====== Document segment

Back to the story. The chapter opens with persecution. Stephen is martyred and the Christians are dispersed and scattered from Jerusalem. And yet God is completely in control of his mission. Up until now in Acts all the ministry has taken place in Jerusalem. No one had moved out to Judea and Samaria. But Jesus had said in Acts 1:8 that the coming of the Holy Spirit was to empower missions in Jerusalem and beyond: “You shall receive power when the Holy Spirit has come upon you; and you shall be my witnesses in Jerusalem and in all Judea and Samaria and to the end of the earth.” Now Acts 8:1 mentions those two areas in that order: “… they were all scattered throughout the region of Judea and Samaria.” Whether the church might eventually have woken up to its calling without persecution or not, the fact is that God used persecution to hasten his people into the mission he had given them.

Anyway, Philip ends up explaining the gospel to the Samaritans and miraculous signs accompany the account of the gospel. And on hearing Philip’s message and on seeing his signs – we’re told that first in verse 6 the Samaritan crowds pay close attention to him, and then in verse 12 that they believe. God’s gospel message, brought to life by God’s Holy Spirit, changes people’s hearts. It’s what we’ve already seen several times in Acts. The shock here, however, is that it’s the Samaritans who are responding to the message. Well, word reaches some of the apostles who have been left in Jerusalem at Church HQ. You can almost imagine the apostles choking on their cornflakes as over breakfast someone mentions that the Samaritans are responding to the gospel message. Perhaps James and John are the most surprised of all. In Luke 9, Jesus is not made welcome in a Samaritan village and James and John ask Jesus whether he’s going to call down fire on them. Again: feel the deep enmity there. ‘Jesus, are you going to nuke them? Are you?!’ And now they hear the news that the Samaritans – the Samaritans – are responding to the gospel!

Well the apostles get together in Jerusalem for a conflab. They are amazed that the gospel is changing the Samaritans. They can hardly believe their ears! And so Peter and John are sent as a delegation to see what’s going on. Let’s pick up the story in verses 14-17:

When the apostles in Jerusalem heard that Samaria had accepted the word of God, they sent Peter and John to them. When they arrived, they prayed for them that they might receive the Holy Spirit, because the Holy Spirit had not yet come upon any of them; they had simply been baptized into the name of the Lord Jesus. Then Peter and John placed their hands on them, and they received the Holy Spirit.

============
====== Supplied material

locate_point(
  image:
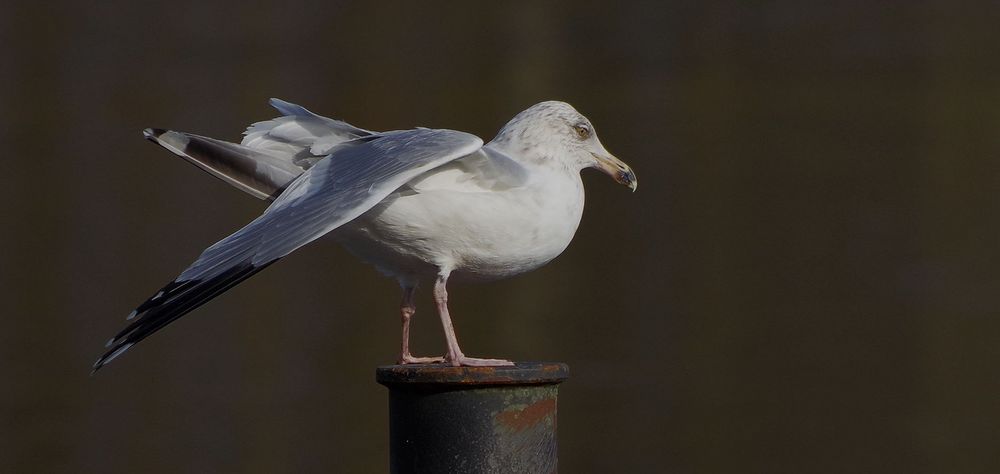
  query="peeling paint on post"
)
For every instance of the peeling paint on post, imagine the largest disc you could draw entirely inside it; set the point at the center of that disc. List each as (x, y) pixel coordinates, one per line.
(473, 419)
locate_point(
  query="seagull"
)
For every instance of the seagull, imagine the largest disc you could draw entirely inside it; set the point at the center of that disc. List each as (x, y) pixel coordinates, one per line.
(420, 205)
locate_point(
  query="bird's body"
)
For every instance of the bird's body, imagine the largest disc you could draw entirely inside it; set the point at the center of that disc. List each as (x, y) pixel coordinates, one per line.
(420, 205)
(479, 234)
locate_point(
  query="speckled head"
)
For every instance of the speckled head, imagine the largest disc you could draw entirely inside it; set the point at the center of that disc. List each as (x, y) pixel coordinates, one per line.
(553, 132)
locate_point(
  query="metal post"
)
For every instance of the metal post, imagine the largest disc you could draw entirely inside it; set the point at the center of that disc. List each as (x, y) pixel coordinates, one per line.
(446, 419)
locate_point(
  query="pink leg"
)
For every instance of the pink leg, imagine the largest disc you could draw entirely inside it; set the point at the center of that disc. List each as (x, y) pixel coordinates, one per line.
(455, 356)
(406, 310)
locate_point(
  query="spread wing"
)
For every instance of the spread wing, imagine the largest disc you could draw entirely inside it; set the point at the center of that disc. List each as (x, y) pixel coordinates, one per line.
(272, 154)
(355, 177)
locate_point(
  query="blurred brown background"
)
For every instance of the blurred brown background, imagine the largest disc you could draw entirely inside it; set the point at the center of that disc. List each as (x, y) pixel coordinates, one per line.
(805, 281)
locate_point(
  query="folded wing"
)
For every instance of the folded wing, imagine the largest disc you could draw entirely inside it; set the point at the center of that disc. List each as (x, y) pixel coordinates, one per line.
(355, 177)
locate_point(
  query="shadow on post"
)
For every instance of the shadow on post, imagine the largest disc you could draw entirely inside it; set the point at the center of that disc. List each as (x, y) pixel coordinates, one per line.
(473, 419)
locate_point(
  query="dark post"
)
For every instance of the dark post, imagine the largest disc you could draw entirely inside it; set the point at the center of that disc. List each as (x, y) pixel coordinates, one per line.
(446, 419)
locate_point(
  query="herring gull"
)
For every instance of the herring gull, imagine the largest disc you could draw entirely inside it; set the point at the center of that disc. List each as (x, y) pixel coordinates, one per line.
(420, 205)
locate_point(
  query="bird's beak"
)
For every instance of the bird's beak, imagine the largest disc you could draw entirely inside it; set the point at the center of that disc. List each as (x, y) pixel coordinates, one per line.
(615, 168)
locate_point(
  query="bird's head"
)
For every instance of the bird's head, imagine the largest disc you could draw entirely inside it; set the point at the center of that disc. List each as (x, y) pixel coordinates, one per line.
(554, 132)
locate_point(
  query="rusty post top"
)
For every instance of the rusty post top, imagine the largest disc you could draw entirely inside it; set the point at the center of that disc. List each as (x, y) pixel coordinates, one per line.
(522, 373)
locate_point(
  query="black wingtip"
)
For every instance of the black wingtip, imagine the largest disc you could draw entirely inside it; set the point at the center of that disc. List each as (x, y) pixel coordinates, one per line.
(152, 134)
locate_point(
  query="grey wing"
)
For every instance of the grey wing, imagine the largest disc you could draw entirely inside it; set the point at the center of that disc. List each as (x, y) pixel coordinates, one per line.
(354, 178)
(272, 154)
(260, 173)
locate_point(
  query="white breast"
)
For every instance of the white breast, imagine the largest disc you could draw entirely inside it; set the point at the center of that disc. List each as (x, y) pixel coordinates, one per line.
(477, 235)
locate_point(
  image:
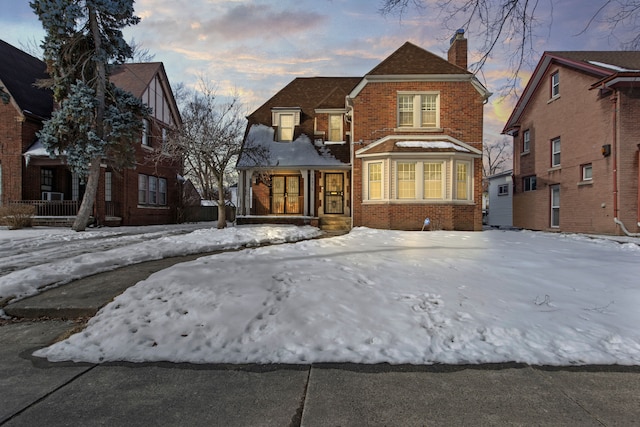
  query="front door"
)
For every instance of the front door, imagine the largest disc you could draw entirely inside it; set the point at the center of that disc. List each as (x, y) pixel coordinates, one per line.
(285, 195)
(333, 193)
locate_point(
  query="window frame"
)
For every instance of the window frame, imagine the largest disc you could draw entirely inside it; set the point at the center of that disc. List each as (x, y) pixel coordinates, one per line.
(418, 101)
(556, 152)
(526, 141)
(555, 84)
(583, 169)
(380, 164)
(529, 183)
(554, 208)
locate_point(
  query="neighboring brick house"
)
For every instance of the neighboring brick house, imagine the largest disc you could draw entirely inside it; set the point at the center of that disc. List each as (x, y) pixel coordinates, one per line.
(386, 150)
(576, 132)
(148, 194)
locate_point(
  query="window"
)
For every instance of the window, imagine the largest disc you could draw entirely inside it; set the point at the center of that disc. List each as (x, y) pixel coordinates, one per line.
(285, 119)
(555, 206)
(335, 127)
(419, 110)
(555, 152)
(46, 179)
(142, 189)
(162, 191)
(145, 133)
(526, 141)
(406, 180)
(375, 181)
(555, 84)
(529, 183)
(433, 182)
(107, 187)
(152, 190)
(463, 191)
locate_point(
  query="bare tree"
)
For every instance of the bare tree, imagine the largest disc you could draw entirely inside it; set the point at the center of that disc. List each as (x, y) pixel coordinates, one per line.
(513, 24)
(209, 141)
(496, 157)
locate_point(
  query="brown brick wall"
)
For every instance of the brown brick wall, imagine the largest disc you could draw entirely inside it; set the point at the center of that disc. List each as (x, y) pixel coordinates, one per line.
(582, 118)
(461, 117)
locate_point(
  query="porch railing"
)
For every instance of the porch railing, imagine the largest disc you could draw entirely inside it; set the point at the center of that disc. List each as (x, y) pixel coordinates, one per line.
(51, 208)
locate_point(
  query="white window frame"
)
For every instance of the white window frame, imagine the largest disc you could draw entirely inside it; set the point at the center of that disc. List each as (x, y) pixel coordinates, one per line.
(555, 206)
(443, 179)
(276, 120)
(145, 133)
(417, 101)
(469, 187)
(555, 84)
(526, 141)
(339, 130)
(368, 180)
(556, 147)
(398, 181)
(529, 183)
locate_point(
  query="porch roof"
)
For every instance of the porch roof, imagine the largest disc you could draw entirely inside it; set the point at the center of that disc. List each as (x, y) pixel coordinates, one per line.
(261, 151)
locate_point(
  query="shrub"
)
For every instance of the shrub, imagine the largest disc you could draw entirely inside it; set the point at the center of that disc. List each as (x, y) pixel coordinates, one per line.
(17, 216)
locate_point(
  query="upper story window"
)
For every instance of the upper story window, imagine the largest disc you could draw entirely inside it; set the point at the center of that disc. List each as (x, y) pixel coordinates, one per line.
(285, 119)
(335, 127)
(526, 141)
(419, 110)
(555, 152)
(555, 84)
(145, 133)
(529, 183)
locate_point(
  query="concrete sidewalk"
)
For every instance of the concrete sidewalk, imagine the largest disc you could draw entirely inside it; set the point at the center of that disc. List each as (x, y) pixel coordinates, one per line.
(36, 392)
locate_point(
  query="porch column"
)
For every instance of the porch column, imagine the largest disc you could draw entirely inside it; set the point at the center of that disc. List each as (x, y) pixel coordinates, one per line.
(305, 174)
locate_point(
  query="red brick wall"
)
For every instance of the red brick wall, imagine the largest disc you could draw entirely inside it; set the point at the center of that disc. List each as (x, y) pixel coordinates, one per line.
(461, 117)
(583, 120)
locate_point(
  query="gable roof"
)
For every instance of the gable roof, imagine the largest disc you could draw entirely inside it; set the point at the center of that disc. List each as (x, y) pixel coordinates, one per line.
(137, 78)
(19, 72)
(410, 59)
(600, 64)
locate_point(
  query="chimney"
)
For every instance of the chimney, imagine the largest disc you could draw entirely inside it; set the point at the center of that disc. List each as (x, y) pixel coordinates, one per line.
(458, 50)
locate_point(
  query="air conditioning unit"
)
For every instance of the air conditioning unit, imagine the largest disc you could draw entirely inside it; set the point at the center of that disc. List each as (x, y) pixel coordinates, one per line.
(52, 195)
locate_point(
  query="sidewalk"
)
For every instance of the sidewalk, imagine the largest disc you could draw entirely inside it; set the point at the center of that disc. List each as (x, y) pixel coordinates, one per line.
(37, 392)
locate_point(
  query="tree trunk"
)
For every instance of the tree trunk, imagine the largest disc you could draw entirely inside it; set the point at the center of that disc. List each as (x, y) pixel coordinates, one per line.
(86, 207)
(222, 211)
(94, 173)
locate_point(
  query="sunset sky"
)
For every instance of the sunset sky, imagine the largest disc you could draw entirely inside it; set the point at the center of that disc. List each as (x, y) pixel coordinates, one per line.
(256, 47)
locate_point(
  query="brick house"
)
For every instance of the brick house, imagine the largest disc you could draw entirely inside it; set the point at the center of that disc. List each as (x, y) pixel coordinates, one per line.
(148, 194)
(386, 150)
(576, 133)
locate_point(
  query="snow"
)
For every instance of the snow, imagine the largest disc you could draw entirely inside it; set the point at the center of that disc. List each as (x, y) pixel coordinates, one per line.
(33, 259)
(372, 296)
(431, 144)
(298, 153)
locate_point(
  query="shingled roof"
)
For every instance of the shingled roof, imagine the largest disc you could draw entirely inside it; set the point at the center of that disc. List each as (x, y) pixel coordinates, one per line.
(410, 59)
(19, 72)
(134, 78)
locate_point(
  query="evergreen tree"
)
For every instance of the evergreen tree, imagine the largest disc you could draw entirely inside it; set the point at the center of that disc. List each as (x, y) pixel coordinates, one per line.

============

Rewrite everything in the Acts commentary from "When the apostles" down to "the Holy Spirit.", renaming "the word of God" as "the gospel".

Result for this exercise:
When the apostles in Jerusalem heard that Samaria had accepted the gospel, they sent Peter and John to them. When they arrived, they prayed for them that they might receive the Holy Spirit, because the Holy Spirit had not yet come upon any of them; they had simply been baptized into the name of the Lord Jesus. Then Peter and John placed their hands on them, and they received the Holy Spirit.